- **Try it**
Would you please repeat exactly the lines from the one containing "[mark] the flower" to the end of the records, both included, and leave out the rest?

- **Data shown**
══════════
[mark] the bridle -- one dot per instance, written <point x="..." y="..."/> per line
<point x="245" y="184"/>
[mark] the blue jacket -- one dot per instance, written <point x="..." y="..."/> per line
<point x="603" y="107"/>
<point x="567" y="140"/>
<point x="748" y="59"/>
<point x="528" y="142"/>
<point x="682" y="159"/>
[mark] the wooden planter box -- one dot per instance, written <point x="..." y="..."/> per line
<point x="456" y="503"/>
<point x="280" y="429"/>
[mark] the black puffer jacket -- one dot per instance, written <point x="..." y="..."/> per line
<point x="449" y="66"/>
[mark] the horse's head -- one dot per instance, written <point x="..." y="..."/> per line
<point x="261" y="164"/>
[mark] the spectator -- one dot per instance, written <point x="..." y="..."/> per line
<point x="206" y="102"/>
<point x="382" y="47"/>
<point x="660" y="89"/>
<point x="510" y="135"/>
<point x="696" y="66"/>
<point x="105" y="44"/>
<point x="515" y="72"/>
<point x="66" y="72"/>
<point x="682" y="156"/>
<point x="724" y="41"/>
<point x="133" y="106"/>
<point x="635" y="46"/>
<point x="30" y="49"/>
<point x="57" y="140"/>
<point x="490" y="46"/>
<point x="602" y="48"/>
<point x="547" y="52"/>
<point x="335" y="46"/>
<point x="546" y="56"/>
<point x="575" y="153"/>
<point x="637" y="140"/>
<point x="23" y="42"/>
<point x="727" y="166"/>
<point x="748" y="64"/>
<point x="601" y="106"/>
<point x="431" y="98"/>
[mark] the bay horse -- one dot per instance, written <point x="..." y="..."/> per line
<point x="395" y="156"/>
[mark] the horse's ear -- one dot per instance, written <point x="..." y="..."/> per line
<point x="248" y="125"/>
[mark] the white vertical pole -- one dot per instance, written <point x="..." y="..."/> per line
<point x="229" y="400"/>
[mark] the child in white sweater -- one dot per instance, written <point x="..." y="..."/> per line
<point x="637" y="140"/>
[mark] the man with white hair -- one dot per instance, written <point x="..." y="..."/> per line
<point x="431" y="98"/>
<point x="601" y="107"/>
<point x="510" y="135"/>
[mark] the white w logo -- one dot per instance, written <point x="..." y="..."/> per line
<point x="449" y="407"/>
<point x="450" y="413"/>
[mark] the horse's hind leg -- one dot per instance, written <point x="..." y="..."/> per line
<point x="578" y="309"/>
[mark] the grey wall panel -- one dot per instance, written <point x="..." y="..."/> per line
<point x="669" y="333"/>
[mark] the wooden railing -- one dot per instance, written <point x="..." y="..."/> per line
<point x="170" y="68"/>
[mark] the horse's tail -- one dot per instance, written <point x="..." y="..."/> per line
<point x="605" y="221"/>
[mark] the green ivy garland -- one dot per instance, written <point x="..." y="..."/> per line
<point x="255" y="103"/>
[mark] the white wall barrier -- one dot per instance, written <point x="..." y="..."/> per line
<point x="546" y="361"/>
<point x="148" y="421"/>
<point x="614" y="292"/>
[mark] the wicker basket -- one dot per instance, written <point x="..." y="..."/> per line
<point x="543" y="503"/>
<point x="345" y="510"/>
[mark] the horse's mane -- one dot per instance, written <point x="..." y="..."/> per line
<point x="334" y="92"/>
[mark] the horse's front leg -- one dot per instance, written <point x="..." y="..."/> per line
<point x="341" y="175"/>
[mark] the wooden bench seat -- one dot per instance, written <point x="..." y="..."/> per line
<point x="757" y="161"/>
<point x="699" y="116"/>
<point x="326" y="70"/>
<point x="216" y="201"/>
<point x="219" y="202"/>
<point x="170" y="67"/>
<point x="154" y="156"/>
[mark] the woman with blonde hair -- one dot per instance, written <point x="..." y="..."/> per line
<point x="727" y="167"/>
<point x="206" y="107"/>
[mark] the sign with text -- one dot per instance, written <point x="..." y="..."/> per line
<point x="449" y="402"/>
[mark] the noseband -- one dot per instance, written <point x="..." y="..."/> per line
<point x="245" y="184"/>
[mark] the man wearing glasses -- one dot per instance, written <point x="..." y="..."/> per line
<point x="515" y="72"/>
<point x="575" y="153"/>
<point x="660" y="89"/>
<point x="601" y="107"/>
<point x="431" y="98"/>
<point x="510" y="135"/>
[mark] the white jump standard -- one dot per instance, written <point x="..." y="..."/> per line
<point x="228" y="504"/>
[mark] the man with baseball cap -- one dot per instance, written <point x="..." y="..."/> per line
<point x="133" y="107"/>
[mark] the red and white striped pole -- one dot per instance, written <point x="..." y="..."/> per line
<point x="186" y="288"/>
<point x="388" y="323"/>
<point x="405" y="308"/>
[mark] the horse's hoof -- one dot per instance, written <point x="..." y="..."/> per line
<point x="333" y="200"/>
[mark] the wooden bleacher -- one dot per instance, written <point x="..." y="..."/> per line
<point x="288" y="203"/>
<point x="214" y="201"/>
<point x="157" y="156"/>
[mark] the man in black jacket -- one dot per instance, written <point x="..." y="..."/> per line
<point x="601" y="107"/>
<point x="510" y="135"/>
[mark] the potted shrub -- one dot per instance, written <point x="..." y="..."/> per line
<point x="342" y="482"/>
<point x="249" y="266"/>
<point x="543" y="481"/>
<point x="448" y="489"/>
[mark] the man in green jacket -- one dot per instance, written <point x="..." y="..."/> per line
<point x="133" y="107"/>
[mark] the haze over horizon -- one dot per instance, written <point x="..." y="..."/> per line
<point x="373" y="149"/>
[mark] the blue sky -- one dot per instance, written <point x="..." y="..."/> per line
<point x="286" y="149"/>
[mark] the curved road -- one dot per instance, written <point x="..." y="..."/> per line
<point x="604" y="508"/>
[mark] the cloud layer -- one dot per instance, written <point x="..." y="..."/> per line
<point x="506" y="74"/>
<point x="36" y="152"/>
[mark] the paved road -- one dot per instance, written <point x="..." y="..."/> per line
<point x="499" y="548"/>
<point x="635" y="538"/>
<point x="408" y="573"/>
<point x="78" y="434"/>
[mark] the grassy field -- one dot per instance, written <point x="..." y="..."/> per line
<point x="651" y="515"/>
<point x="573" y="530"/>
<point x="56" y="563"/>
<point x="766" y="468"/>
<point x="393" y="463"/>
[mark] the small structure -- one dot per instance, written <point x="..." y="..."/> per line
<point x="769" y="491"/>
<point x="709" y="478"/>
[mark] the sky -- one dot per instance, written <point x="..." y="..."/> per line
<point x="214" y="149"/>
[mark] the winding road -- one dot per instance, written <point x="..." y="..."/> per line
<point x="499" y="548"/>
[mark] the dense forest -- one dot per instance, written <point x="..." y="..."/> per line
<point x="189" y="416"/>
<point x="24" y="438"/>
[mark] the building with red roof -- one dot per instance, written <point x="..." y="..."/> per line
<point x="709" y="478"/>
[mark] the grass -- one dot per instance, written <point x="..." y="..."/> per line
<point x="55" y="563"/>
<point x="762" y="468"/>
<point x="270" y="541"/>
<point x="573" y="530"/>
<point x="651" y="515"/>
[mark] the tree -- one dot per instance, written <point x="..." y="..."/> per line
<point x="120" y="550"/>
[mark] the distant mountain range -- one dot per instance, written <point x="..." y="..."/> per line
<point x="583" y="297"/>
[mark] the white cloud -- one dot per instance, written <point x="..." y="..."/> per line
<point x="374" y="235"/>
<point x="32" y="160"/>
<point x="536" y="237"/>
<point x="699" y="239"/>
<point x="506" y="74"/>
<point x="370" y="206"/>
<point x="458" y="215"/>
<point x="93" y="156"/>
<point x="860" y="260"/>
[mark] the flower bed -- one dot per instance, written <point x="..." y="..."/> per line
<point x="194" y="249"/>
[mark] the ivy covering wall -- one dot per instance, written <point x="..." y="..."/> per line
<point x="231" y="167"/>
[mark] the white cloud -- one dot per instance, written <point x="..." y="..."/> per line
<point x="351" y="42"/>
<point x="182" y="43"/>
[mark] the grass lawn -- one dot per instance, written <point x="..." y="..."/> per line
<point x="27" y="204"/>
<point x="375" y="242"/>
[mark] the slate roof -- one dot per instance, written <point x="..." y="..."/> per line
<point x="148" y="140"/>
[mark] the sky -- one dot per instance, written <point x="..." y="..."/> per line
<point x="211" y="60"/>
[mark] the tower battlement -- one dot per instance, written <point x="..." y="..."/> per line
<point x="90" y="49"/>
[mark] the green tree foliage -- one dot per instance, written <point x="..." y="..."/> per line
══════════
- **Result of this exercise**
[mark] the flower bed -- one dot per instance, written <point x="..." y="..."/> per line
<point x="194" y="249"/>
[mark] the ivy covering wall -- one dot per instance, written <point x="..." y="..."/> per line
<point x="231" y="167"/>
[mark] the white cloud -- one dot per instance, written <point x="..." y="..."/> per line
<point x="351" y="42"/>
<point x="182" y="43"/>
[mark] the grass lawn -- one dot per instance, written <point x="..." y="..."/> per line
<point x="27" y="204"/>
<point x="375" y="242"/>
[mark] the slate roof -- one dot per instance, written <point x="..." y="..."/> per line
<point x="148" y="140"/>
[mark] the sky -- one dot per instance, written <point x="..." y="..."/> per line
<point x="211" y="60"/>
[mark] the tower battlement -- one dot per instance, written <point x="..." y="..."/> per line
<point x="90" y="49"/>
[mark] the green tree foliage -- one dot per instance, written <point x="..." y="..."/> per line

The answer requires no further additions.